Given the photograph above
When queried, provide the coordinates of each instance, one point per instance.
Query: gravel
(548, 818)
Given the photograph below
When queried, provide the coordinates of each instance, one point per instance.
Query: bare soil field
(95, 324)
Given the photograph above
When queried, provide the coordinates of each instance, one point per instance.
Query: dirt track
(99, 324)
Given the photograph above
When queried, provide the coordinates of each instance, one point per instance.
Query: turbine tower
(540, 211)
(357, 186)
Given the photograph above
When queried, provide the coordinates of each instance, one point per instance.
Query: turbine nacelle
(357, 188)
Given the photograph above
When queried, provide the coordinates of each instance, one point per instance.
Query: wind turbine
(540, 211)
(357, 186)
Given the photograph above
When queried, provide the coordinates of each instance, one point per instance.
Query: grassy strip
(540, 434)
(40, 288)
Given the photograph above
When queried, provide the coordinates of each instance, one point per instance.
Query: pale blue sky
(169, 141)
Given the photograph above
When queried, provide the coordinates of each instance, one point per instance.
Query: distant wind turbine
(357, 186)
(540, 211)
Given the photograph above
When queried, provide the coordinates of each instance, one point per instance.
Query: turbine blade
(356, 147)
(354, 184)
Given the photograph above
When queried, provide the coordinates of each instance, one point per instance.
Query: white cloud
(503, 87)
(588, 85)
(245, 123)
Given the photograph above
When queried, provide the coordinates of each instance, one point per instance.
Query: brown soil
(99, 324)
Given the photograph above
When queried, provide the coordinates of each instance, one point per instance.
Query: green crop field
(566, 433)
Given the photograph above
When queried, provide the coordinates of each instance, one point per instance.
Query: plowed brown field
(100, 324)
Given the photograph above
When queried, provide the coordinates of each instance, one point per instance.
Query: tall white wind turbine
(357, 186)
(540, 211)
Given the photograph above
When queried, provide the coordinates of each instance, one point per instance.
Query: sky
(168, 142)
..............................
[WHAT IS REQUIRED]
Reproduce the data shown above exactly.

[COMPLETE RESPONSE]
Given the photograph above
When queried, provide the coordinates of each instance, one point per instance.
Query: gravel
(548, 818)
Given the photograph below
When queried, provide the coordinates of each instance, one point per instance.
Query: bare soil field
(95, 324)
Given the photograph above
When queried, provide the coordinates of each instance, one point per instance.
Query: dirt track
(99, 324)
Given the photograph above
When queried, provide the coordinates of each instance, one point per instance.
Query: turbine tower
(540, 211)
(357, 186)
Given the photograph above
When queried, provide the coordinates of each instance, one point per instance.
Query: turbine nacelle
(357, 188)
Given the photograph above
When queried, provide the coordinates of each instance, one point per instance.
Query: wind turbine
(540, 211)
(357, 186)
Given the photograph above
When queried, provide the coordinates of each instance, one point per instance.
Query: grassy strip
(540, 434)
(40, 288)
Given the photograph above
When queried, provide the coordinates of each instance, one point per instance.
Query: pale blue sky
(169, 141)
Given the photograph above
When queried, provide the coordinates of each instance, one point per instance.
Query: distant wind turbine
(357, 186)
(540, 211)
Given the photograph above
When queried, provide the coordinates of each instance, one point per instance.
Query: turbine blade
(356, 147)
(354, 184)
Given the photograph above
When queried, provide the coordinates of each instance, one point per instance.
Query: white cloud
(503, 87)
(588, 85)
(245, 123)
Given the photograph above
When queried, provide the coordinates of each instance, one point per instance.
Query: brown soil
(99, 324)
Given the photograph above
When queried, provide the coordinates of each instance, one point per instance.
Query: green crop field
(566, 433)
Given the photograph above
When queried, provide the coordinates of each instance, one point per instance.
Query: plowed brown field
(100, 324)
Given the photograph above
When queried, provide the coordinates of each instance, one point per instance.
Query: tall white wind turbine
(357, 186)
(540, 211)
Given the photograph above
When queried, provide the coordinates of each instance, one point per instance.
Query: sky
(168, 142)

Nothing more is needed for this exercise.